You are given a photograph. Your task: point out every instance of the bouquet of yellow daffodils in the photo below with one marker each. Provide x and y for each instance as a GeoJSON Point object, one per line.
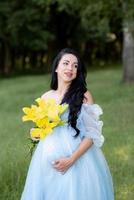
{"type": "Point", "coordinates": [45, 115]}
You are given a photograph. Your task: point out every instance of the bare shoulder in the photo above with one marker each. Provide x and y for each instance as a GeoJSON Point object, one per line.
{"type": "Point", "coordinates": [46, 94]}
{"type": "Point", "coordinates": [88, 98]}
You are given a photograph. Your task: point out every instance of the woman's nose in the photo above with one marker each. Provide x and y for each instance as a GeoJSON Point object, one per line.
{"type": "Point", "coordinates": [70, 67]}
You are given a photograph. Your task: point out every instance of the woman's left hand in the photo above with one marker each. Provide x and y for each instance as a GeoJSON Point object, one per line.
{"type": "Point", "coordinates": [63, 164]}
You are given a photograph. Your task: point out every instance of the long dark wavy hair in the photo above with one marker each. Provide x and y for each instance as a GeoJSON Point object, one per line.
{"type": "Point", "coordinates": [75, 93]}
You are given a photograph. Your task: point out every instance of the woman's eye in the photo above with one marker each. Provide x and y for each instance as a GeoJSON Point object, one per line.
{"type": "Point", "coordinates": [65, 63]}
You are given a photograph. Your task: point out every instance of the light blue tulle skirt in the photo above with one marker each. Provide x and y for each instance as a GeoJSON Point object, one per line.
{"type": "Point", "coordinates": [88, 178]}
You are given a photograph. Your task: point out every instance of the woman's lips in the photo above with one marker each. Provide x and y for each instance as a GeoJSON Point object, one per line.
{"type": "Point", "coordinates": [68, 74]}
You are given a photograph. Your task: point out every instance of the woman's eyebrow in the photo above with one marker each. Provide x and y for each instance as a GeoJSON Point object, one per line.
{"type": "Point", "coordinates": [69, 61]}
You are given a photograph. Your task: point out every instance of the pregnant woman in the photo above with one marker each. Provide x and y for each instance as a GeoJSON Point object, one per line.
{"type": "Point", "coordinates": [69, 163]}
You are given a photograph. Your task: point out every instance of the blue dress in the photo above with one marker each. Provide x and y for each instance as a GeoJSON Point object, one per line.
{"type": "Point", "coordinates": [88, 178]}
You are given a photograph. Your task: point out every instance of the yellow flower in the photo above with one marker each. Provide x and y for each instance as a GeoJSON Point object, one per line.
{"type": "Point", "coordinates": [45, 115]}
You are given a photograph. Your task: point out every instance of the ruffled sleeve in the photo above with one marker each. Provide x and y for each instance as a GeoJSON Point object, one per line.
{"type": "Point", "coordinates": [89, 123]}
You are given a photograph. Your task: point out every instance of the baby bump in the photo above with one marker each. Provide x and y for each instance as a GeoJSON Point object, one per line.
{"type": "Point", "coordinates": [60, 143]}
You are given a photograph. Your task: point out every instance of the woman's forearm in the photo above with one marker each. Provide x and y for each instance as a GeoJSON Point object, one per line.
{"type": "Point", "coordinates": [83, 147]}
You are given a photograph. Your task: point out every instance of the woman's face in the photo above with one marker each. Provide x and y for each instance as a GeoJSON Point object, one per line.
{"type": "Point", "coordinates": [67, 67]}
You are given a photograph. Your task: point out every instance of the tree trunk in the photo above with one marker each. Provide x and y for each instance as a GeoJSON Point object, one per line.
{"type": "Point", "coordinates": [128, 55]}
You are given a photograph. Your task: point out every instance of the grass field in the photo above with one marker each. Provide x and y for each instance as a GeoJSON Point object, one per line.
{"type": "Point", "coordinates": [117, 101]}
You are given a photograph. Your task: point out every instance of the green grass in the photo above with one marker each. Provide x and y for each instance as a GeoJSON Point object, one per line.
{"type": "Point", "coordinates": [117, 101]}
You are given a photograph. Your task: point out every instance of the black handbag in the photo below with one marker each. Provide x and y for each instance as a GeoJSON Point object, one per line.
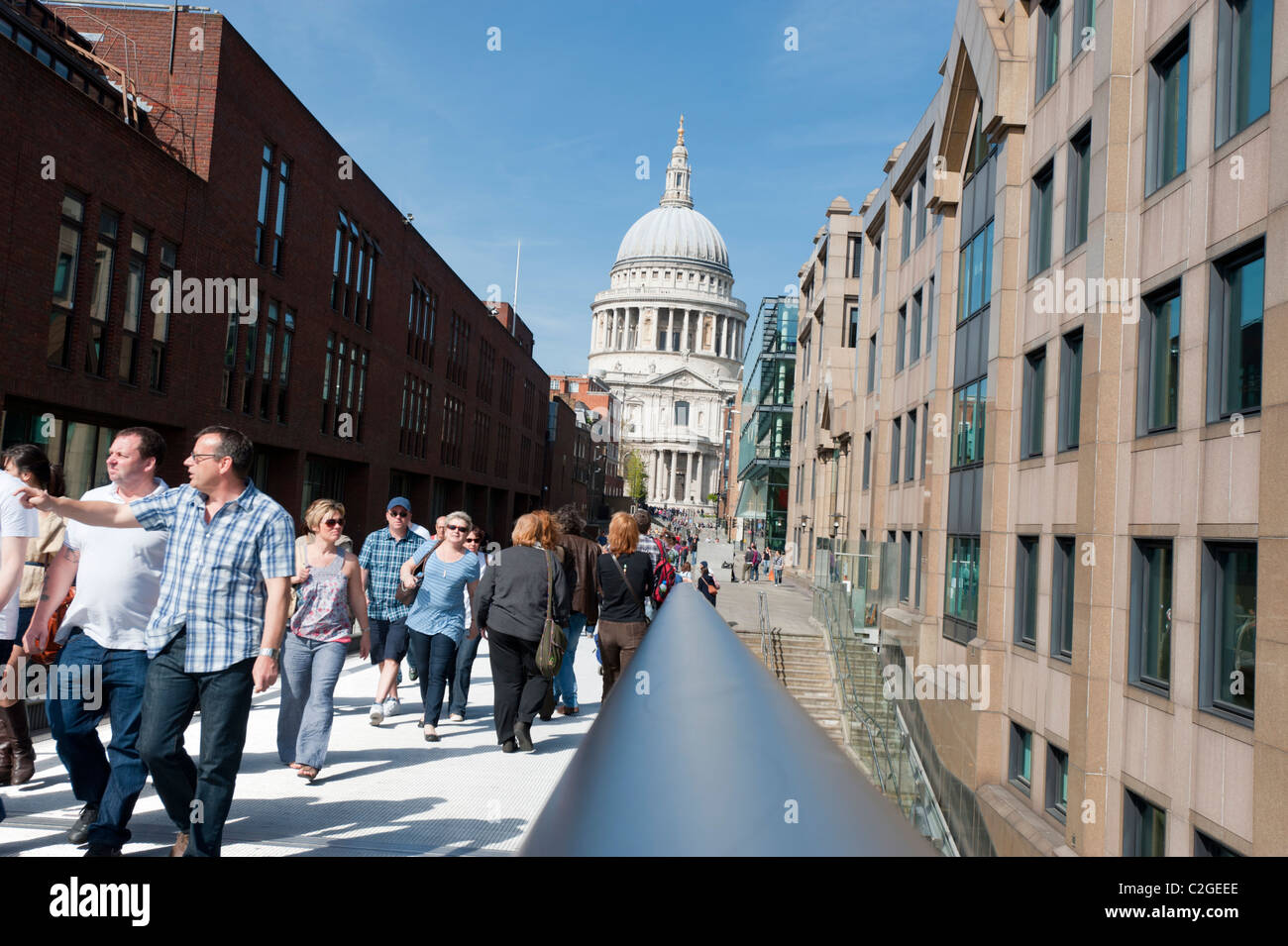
━━━━
■ Goal
Go to the line containing "the woman's forearm", then write out word for word every line from there to the end of the listing. Keep both end lines and drop the pictures.

■ Completed task
You are given a photograph. Your task: point out every instance of the woman's forearm in the photo above with one marker each. Provide x and y for each instance as a GeoJSON Point object, one per line.
{"type": "Point", "coordinates": [83, 147]}
You are given a photograph. Your task: point out every instance of the woman's face in the photo above with one marker each. Provide x and y for each instance as a GeoJSON Point object, one per line.
{"type": "Point", "coordinates": [67, 67]}
You are given a photograph. Your task: point out every instance of the tree trunk in the photo above with one marker each. Provide x and y for each instance as a GeoJSON Point object, one per line.
{"type": "Point", "coordinates": [128, 55]}
You are given a photograph. Your task: point out every instance of the grass field in the photo above with one marker each. Provide x and y for each instance as a GeoJSON Point object, one per line.
{"type": "Point", "coordinates": [117, 101]}
You are given a photograph. Your task: point out every instance of the green grass in the photo above with one marker each. Provide x and y for each instance as a GeoJSON Point object, one per line.
{"type": "Point", "coordinates": [117, 101]}
You are given a photograph. Your task: point out every instance of the black handbag in the photo below with one marker each. Provide x and y for each instance as a GeoJSON Point object, one per line.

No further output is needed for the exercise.